■ **WHAT TO PRODUCE**: Extract every line of all the records below and reproduce each one verbatim, in order.

■ **RECORDED DATA**:
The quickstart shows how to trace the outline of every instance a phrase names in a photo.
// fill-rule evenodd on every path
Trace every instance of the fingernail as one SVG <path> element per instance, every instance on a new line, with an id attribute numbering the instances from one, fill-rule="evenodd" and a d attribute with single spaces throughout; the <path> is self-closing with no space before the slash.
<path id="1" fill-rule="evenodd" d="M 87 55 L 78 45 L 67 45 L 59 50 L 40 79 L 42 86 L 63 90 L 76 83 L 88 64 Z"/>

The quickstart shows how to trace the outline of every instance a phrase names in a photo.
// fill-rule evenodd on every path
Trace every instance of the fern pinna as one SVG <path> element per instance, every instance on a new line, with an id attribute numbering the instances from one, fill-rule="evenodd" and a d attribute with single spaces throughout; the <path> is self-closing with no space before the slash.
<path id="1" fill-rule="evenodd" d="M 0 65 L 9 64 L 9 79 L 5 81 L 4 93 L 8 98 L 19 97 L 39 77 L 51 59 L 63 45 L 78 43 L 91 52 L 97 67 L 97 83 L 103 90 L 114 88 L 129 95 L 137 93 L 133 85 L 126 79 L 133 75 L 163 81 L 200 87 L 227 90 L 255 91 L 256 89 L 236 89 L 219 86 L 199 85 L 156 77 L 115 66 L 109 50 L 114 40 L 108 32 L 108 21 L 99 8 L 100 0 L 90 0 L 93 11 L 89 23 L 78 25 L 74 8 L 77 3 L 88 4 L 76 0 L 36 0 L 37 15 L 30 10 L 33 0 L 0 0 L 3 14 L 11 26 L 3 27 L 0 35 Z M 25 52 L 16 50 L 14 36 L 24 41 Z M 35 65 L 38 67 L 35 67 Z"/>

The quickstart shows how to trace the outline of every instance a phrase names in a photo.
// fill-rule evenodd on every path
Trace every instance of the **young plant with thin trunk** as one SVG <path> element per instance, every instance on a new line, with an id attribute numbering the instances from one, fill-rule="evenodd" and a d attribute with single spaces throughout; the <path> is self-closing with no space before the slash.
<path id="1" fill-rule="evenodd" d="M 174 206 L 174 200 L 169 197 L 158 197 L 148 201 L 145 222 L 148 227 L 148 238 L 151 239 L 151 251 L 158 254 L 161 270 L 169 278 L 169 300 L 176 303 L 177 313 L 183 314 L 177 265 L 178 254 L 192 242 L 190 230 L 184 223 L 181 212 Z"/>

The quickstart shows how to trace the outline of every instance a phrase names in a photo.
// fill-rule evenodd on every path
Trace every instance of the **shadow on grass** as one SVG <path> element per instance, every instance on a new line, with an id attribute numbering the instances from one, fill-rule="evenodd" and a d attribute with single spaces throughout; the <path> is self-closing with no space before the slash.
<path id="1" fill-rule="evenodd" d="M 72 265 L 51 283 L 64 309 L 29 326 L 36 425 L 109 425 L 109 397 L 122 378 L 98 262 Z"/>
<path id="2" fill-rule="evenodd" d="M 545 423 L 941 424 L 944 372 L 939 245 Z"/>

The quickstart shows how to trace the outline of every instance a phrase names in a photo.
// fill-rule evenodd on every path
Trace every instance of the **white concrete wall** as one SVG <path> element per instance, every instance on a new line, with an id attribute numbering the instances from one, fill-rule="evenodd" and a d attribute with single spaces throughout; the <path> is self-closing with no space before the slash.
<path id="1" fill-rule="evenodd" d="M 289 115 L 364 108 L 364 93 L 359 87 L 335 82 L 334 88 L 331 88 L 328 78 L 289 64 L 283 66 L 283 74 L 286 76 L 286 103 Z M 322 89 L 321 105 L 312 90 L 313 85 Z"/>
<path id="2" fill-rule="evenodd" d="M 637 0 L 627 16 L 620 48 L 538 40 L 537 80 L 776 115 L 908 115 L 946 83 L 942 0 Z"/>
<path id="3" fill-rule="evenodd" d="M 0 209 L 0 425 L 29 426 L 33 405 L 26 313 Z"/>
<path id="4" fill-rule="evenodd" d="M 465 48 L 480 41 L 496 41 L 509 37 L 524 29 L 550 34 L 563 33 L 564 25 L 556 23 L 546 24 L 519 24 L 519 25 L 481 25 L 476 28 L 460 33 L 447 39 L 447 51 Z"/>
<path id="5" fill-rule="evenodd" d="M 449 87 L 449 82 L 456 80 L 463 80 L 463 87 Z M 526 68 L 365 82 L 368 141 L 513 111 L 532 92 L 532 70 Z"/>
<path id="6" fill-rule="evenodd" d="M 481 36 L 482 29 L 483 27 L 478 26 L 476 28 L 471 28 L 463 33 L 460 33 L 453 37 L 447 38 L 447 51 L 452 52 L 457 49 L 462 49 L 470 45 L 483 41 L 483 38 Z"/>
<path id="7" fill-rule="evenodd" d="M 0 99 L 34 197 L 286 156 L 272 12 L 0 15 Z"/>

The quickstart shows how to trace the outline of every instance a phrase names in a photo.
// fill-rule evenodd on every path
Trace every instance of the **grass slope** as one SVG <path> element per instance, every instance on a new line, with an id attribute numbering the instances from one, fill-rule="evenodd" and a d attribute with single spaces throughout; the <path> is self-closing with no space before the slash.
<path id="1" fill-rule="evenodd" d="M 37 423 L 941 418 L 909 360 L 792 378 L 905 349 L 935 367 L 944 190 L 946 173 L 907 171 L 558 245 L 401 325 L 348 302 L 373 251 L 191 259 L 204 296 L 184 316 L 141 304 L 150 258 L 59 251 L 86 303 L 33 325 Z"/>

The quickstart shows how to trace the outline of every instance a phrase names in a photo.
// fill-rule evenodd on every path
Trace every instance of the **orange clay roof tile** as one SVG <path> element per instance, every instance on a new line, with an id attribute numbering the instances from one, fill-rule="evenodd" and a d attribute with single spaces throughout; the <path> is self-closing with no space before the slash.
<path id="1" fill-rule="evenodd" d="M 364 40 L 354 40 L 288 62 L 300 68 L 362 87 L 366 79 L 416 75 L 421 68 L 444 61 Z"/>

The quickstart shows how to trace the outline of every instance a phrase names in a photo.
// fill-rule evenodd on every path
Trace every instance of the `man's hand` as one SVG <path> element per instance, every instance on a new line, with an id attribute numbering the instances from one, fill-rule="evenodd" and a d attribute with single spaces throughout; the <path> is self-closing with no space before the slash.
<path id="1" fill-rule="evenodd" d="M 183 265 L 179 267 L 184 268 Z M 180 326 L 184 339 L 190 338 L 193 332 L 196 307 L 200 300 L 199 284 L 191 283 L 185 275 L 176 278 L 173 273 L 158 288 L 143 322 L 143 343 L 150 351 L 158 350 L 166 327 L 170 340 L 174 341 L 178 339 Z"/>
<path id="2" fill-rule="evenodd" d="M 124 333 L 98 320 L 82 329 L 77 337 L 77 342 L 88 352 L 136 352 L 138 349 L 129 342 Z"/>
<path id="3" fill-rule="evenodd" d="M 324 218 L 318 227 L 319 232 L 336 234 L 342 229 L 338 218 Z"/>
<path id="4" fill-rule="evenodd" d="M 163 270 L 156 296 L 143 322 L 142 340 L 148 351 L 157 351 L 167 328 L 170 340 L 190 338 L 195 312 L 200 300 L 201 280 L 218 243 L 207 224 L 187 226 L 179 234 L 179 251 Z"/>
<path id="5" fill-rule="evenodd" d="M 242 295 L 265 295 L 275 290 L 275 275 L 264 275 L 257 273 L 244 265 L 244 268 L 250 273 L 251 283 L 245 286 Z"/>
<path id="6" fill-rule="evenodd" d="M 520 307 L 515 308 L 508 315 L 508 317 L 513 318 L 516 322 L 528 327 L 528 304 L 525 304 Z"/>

■ **ANSWER FOR THE TASK**:
The quickstart shows how to trace the outline of every instance a phrase names in a photo.
// fill-rule evenodd on every path
Trace every instance of the fingernail as one SVG <path> element per instance, every instance on a new line, with an id attribute numbering the instances from one, fill-rule="evenodd" and a d attribute with single spaces throughout; the <path> is self-closing with no space before the slash.
<path id="1" fill-rule="evenodd" d="M 87 55 L 78 45 L 67 45 L 59 50 L 40 79 L 42 86 L 63 90 L 76 83 L 88 64 Z"/>

The quickstart shows how to trace the outline of every instance a phrase names in a photo.
// fill-rule evenodd on every path
Trace every instance of the fern pinna as one SVG <path> element per instance, every instance on a new line, with an id attribute numbering the instances from one, fill-rule="evenodd" and a d attribute with single spaces throughout; the <path> is self-closing with no space before the slash.
<path id="1" fill-rule="evenodd" d="M 0 65 L 9 64 L 9 79 L 5 81 L 4 93 L 8 98 L 19 97 L 39 77 L 51 59 L 63 45 L 78 43 L 91 52 L 97 67 L 97 83 L 103 90 L 114 88 L 129 95 L 137 93 L 133 85 L 126 79 L 133 75 L 163 81 L 200 87 L 227 90 L 255 91 L 256 89 L 236 89 L 219 86 L 199 85 L 156 77 L 115 66 L 109 50 L 114 40 L 108 32 L 108 21 L 99 8 L 100 0 L 90 0 L 93 11 L 89 23 L 78 25 L 74 8 L 77 3 L 88 4 L 76 0 L 36 0 L 37 15 L 30 10 L 33 0 L 0 0 L 3 14 L 11 26 L 3 27 L 0 35 Z M 25 52 L 16 50 L 14 36 L 24 41 Z M 35 65 L 38 67 L 35 67 Z"/>

The quickstart shows how to trace the outline of every instance a phrase names in a photo.
// fill-rule evenodd on every path
Trace every instance of the **young plant with thin trunk** as one SVG <path> element per instance, every instance on a new line, with an id attribute numbering the instances from one, fill-rule="evenodd" and a d attribute with single spaces throughout; the <path> is self-closing with no space before the slash.
<path id="1" fill-rule="evenodd" d="M 174 206 L 174 200 L 169 197 L 158 197 L 148 201 L 145 222 L 148 227 L 148 238 L 151 239 L 151 251 L 158 254 L 161 270 L 169 278 L 169 300 L 176 303 L 177 313 L 183 314 L 177 265 L 178 254 L 192 242 L 190 230 L 184 223 L 181 212 Z"/>

The quickstart shows how to trace the outline of every instance a phrase names in a photo.
// fill-rule evenodd on every path
Trace every instance of the **shadow on grass** as one SVG <path> element per instance, every instance on a new line, with an id attribute numbering the instances from one, fill-rule="evenodd" and a d attribute with single spaces throughout; the <path> is self-closing with no space before the slash.
<path id="1" fill-rule="evenodd" d="M 72 265 L 51 283 L 64 309 L 29 326 L 36 425 L 109 425 L 109 397 L 122 378 L 98 262 Z"/>
<path id="2" fill-rule="evenodd" d="M 545 423 L 941 424 L 944 372 L 939 245 Z"/>

The quickstart shows how to trace the outline of every instance a phrase names in a photo.
// fill-rule evenodd on every path
Trace every instance of the **white concrete wall** as one SVG <path> element per instance, every instance on a new line, with an id attribute numbering the instances from one, fill-rule="evenodd" and a d attribute with single spaces throughout; the <path> is self-closing with no space before the slash.
<path id="1" fill-rule="evenodd" d="M 289 115 L 364 108 L 364 93 L 359 87 L 335 82 L 334 88 L 331 88 L 328 78 L 289 64 L 283 66 L 283 74 L 286 76 L 286 103 Z M 322 89 L 321 105 L 312 90 L 313 85 Z"/>
<path id="2" fill-rule="evenodd" d="M 637 0 L 627 16 L 620 48 L 538 40 L 537 80 L 776 115 L 908 115 L 946 83 L 942 0 Z"/>
<path id="3" fill-rule="evenodd" d="M 0 209 L 0 425 L 29 426 L 33 405 L 26 313 Z"/>
<path id="4" fill-rule="evenodd" d="M 465 48 L 480 41 L 496 41 L 509 37 L 524 29 L 550 34 L 563 33 L 564 25 L 556 23 L 546 24 L 519 24 L 519 25 L 481 25 L 476 28 L 460 33 L 447 39 L 447 51 Z"/>
<path id="5" fill-rule="evenodd" d="M 449 87 L 449 82 L 456 80 L 463 80 L 463 87 Z M 526 68 L 365 82 L 368 141 L 513 111 L 532 92 L 532 70 Z"/>
<path id="6" fill-rule="evenodd" d="M 481 36 L 482 29 L 483 27 L 478 26 L 476 28 L 471 28 L 463 33 L 460 33 L 453 37 L 447 38 L 447 51 L 452 52 L 457 49 L 462 49 L 470 45 L 483 41 L 483 38 Z"/>
<path id="7" fill-rule="evenodd" d="M 0 99 L 34 197 L 286 156 L 272 12 L 0 15 Z"/>

The quickstart shows how to trace the outline of every instance a phrase names in a photo.
// fill-rule evenodd on every path
Trace every instance of the **grass slope** as one SVG <path> element per instance, every instance on a new line, with an id attribute numbering the instances from one, fill-rule="evenodd" and a d attribute with single spaces throughout; the <path> is self-closing with no space before the slash.
<path id="1" fill-rule="evenodd" d="M 37 423 L 941 418 L 909 360 L 792 378 L 905 349 L 935 367 L 944 190 L 946 173 L 907 171 L 558 245 L 401 325 L 348 302 L 373 251 L 191 259 L 204 296 L 184 316 L 141 304 L 150 258 L 59 251 L 86 303 L 33 325 Z"/>

The quickstart shows how to trace the outline of every instance a phrase names in a photo.
// fill-rule evenodd on every path
Trace every instance of the **orange clay roof tile** as one SVG <path> element per instance, every instance on a new line, with an id attribute numbering the instances from one, fill-rule="evenodd" and a d attribute with single spaces throughout; the <path> is self-closing with no space before the slash.
<path id="1" fill-rule="evenodd" d="M 364 40 L 354 40 L 288 62 L 300 68 L 362 87 L 366 79 L 416 75 L 421 68 L 444 61 Z"/>

The quickstart shows how to trace the outline of every instance a phrase names in a photo.
// fill-rule evenodd on every path
Trace every instance of the `man's hand` as one SVG <path> element per instance, every instance on a new line, with an id attribute numbering the instances from one, fill-rule="evenodd" and a d attribute with single spaces throughout; the <path> is self-closing with no space before the slash.
<path id="1" fill-rule="evenodd" d="M 183 265 L 179 267 L 184 268 Z M 180 326 L 184 339 L 190 338 L 193 332 L 196 307 L 200 300 L 199 284 L 191 283 L 185 275 L 176 278 L 173 273 L 158 288 L 143 322 L 143 343 L 150 351 L 158 350 L 166 327 L 170 340 L 174 341 L 178 339 Z"/>
<path id="2" fill-rule="evenodd" d="M 124 333 L 98 320 L 82 329 L 77 337 L 77 342 L 88 352 L 136 352 L 138 349 L 129 342 Z"/>
<path id="3" fill-rule="evenodd" d="M 324 218 L 318 227 L 319 232 L 336 234 L 342 229 L 338 218 Z"/>
<path id="4" fill-rule="evenodd" d="M 163 270 L 156 296 L 143 322 L 142 340 L 148 351 L 157 351 L 167 328 L 170 340 L 190 338 L 195 312 L 200 300 L 201 280 L 218 243 L 207 224 L 187 226 L 179 234 L 179 251 Z"/>
<path id="5" fill-rule="evenodd" d="M 242 295 L 265 295 L 275 290 L 275 275 L 264 275 L 257 273 L 244 265 L 244 268 L 250 273 L 251 283 L 245 286 Z"/>
<path id="6" fill-rule="evenodd" d="M 520 307 L 515 308 L 508 315 L 508 317 L 513 318 L 516 322 L 528 327 L 528 304 L 525 304 Z"/>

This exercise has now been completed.